Problems and tasks:
1. Answer these questions about the Activity Lifecycle passage:
(a) Which two activity methods does it name?
(b) Which listing does it cite?
(c) According to the passage, what does that listing show still running after the activity has been destroyed?
2. Copy the Activity Lifecycle passage word for word, between "Activity Lifecycle" and "has been destroyed.", inclusive.
3. Write what comes next in the Activity Lifecycle passage, beginning after its last sentence.

Activity Lifecycle
The threads you create are not automatically aware of the changes in your activity's lifecycle. For example, a thread you spawned would not automatically be notified that your activity's onStop() method has been called, and the activity is not visible anymore, or that your activity's onDestroy() method has been called. This means you may need to do additional work to synchronize your threads with your application's lifecycle. Listing 5–20 shows a simply example of an AsyncTask still running even after the activity has been destroyed.

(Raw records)
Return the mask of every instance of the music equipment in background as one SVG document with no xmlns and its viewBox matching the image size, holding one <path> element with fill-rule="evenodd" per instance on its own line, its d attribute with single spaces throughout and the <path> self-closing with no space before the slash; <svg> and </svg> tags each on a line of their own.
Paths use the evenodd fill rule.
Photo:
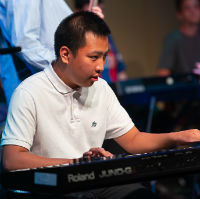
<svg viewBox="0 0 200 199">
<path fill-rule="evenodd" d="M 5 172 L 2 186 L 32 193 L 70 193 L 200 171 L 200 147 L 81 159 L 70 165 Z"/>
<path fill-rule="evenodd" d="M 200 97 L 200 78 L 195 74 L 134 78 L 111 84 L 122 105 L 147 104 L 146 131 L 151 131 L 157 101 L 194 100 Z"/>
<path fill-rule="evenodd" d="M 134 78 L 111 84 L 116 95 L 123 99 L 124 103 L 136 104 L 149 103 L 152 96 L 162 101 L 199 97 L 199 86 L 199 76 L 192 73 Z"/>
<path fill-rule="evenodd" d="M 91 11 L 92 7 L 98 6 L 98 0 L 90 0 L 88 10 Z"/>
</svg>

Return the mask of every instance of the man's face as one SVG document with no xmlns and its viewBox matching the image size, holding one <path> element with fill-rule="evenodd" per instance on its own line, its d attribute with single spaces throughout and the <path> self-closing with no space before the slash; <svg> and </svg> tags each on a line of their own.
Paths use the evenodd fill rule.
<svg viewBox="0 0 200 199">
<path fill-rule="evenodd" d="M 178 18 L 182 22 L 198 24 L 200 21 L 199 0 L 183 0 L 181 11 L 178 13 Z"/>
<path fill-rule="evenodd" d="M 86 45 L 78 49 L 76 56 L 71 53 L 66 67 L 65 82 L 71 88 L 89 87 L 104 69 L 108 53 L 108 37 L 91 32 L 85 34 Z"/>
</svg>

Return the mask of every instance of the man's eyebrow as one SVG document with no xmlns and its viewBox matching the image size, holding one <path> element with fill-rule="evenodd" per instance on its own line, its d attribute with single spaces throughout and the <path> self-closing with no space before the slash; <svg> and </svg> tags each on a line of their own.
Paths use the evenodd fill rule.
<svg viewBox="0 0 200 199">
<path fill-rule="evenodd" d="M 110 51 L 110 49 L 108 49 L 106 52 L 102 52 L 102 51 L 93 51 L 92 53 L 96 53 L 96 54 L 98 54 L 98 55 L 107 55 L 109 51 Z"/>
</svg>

Results for each task:
1.
(a) onStop() and onDestroy()
(b) Listing 5–20
(c) An AsyncTask

2.
Activity Lifecycle
The threads you create are not automatically aware of the changes in your activity's lifecycle. For example, a thread you spawned would not automatically be notified that your activity's onStop() method has been called, and the activity is not visible anymore, or that your activity's onDestroy() method has been called. This means you may need to do additional work to synchronize your threads with your application's lifecycle. Listing 5–20 shows a simply example of an AsyncTask still running even after the activity has been destroyed.

3.
Listing 5–20. Computing a Fibonacci Number In the Background Thread and Updating the User Interface Accordingly
public class MyActivity extends Activity {
private TextView mResultTextView;
private Button mRunButton;
@Override
protected void onCreate(Bundle savedInstanceState) {
super.onCreate(savedInstanceState);
setContentView(R.layout.main);
// layout contains TextView and Button
mResultTextView = (TextView) findViewById(R.id.resultTextView); // where result
will be displayed
mRunButton = (Button) findViewById(R.id.runButton); // button to start
computation
} public void onClick (View v) {
new AsyncTask<Integer, Void, BigInteger>() {
@Override
protected void onPreExecute() {
// button is disabled so the user can only start one computation at a time
mRunButton.setEnabled(false);
}
@Override
protected void onCancelled() {
// button is enabled again to let the user start another computation
mRunButton.setEnabled(true);
}
@Override
protected BigInteger doInBackground(Integer... params) {
return Fibonacci.recursiveFasterPrimitiveAndBigInteger(params[0]);
}
@Override
protected void onPostExecute(BigInteger result) {
mResultTextView.setText(result.toString());
// button is enabled again to let the user start another computation
mRunButton.setEnabled(true);
}
}.execute(100000); // for simplicity here, we hard-code the parameter
}
}
This example does two simple things when the user presses the button:
- It computes a Fibonacci number in a separate thread.
- The button is disabled while the computation is ongoing and enabled once the computation is completed so that the user can start only one computation at a time.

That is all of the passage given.